Records for this task.
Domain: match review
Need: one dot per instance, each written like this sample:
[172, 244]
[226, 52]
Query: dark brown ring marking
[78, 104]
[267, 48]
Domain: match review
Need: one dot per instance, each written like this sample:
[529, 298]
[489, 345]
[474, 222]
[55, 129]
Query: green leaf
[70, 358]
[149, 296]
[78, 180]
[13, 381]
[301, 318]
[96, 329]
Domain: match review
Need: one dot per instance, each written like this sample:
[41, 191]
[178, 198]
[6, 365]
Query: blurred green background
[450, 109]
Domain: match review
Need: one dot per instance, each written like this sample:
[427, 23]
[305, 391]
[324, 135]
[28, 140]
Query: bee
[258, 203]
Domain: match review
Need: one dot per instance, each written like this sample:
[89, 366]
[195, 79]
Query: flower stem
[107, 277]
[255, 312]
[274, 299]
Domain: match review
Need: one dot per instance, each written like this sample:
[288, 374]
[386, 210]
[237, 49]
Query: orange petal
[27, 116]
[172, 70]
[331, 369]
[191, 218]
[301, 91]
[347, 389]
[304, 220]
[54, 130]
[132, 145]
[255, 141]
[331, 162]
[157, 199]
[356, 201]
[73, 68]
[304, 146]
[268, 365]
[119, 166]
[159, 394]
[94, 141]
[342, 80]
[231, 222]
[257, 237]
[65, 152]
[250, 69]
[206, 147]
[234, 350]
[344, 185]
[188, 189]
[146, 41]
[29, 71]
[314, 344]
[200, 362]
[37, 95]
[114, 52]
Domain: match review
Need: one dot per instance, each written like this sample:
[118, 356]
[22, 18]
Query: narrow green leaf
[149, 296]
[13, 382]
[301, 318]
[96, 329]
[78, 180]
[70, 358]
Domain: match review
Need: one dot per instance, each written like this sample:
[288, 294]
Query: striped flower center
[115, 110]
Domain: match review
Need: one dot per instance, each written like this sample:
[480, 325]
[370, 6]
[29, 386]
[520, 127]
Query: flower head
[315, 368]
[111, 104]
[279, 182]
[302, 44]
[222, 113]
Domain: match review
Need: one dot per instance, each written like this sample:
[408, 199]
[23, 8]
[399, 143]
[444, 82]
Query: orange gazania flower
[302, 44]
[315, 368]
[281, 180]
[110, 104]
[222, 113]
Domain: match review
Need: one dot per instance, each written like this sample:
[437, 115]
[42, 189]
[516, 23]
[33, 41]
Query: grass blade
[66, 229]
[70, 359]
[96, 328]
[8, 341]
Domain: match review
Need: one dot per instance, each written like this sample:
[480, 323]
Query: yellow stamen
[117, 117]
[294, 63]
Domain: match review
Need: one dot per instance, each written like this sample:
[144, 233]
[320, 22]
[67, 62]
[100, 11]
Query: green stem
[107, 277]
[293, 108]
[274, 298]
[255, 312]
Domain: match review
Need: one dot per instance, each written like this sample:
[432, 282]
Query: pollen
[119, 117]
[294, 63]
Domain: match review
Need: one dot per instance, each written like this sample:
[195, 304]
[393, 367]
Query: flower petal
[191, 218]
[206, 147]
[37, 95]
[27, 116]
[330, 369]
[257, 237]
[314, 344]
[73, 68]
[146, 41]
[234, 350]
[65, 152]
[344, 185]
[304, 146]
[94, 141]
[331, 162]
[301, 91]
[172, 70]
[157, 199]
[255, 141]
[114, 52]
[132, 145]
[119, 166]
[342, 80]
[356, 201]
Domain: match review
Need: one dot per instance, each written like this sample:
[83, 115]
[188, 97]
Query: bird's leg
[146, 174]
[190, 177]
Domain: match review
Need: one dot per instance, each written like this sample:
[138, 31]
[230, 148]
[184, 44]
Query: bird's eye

Description of the task. Give all of the material again, exactly.

Your response.
Domain: match review
Need: one dot per instance, each written like this sample:
[172, 244]
[226, 52]
Query: dark brown ring marking
[78, 104]
[267, 48]
Domain: match review
Need: one dot per instance, each written like this sample:
[529, 298]
[489, 345]
[474, 222]
[55, 129]
Query: green leaf
[70, 358]
[149, 296]
[78, 180]
[13, 381]
[301, 318]
[96, 329]
Domain: match review
Need: one dot per instance, each written like this sample:
[41, 191]
[178, 198]
[6, 365]
Query: blurred green background
[450, 109]
Domain: match review
Need: one dot per instance, each written like this sample:
[427, 23]
[305, 391]
[324, 135]
[28, 140]
Query: bee
[258, 203]
Domain: match review
Need: one dot per instance, each written like this sample:
[89, 366]
[195, 79]
Query: flower stem
[107, 277]
[255, 312]
[274, 299]
Domain: match review
Need: one dot per instance, each written like this sample:
[288, 374]
[386, 210]
[237, 49]
Query: orange petal
[27, 116]
[172, 70]
[331, 369]
[191, 218]
[301, 91]
[347, 389]
[304, 220]
[54, 130]
[132, 145]
[255, 141]
[331, 162]
[157, 199]
[356, 201]
[73, 68]
[304, 146]
[268, 365]
[119, 166]
[159, 394]
[94, 141]
[342, 80]
[231, 222]
[257, 237]
[65, 152]
[250, 69]
[206, 147]
[234, 350]
[344, 185]
[188, 189]
[146, 41]
[29, 71]
[314, 344]
[200, 362]
[37, 95]
[114, 52]
Domain: match review
Need: one dot per instance, each written like this sample:
[118, 356]
[22, 18]
Query: narrow green leaf
[149, 296]
[13, 382]
[301, 318]
[96, 329]
[78, 180]
[70, 358]
Domain: match review
Need: one dot per instance, each written like this sample:
[288, 294]
Query: striped flower center
[115, 110]
Domain: match review
Need: one dot per instance, each written like this sample:
[480, 325]
[370, 6]
[29, 386]
[520, 127]
Query: flower head
[315, 368]
[111, 104]
[279, 182]
[302, 44]
[222, 113]
Domain: match review
Need: one dot per instance, each written like this sample:
[408, 199]
[23, 8]
[399, 143]
[444, 82]
Query: orange gazania flower
[302, 44]
[315, 368]
[281, 180]
[110, 104]
[222, 113]
Domain: match review
Need: one dot per instance, each written like this sample:
[437, 115]
[42, 189]
[516, 23]
[33, 41]
Query: grass blade
[66, 229]
[70, 359]
[96, 328]
[8, 341]
Domain: match review
Need: one dot per instance, each written like this sample:
[480, 323]
Query: yellow stamen
[117, 117]
[294, 63]
Domain: match review
Need: one dot per instance, each written like this sample:
[144, 233]
[320, 22]
[67, 62]
[100, 11]
Query: green stem
[107, 277]
[293, 108]
[274, 298]
[255, 312]
Domain: match review
Need: one dot per instance, each written like this sample:
[432, 282]
Query: pollen
[119, 117]
[294, 63]
Domain: match review
Need: one dot per instance, each written like this sample:
[195, 304]
[393, 367]
Query: flower petal
[191, 218]
[206, 147]
[37, 95]
[27, 116]
[330, 369]
[257, 237]
[314, 344]
[73, 68]
[146, 41]
[234, 350]
[65, 152]
[344, 185]
[304, 146]
[94, 141]
[331, 162]
[301, 91]
[172, 70]
[157, 199]
[255, 141]
[114, 52]
[132, 145]
[119, 166]
[342, 80]
[356, 201]
Domain: match review
Need: one dot per instance, each written like this sample:
[83, 115]
[188, 97]
Query: bird's leg
[146, 174]
[190, 177]
Domain: match review
Need: one dot per instance, each written like this sample:
[138, 31]
[230, 148]
[184, 44]
Query: bird's eye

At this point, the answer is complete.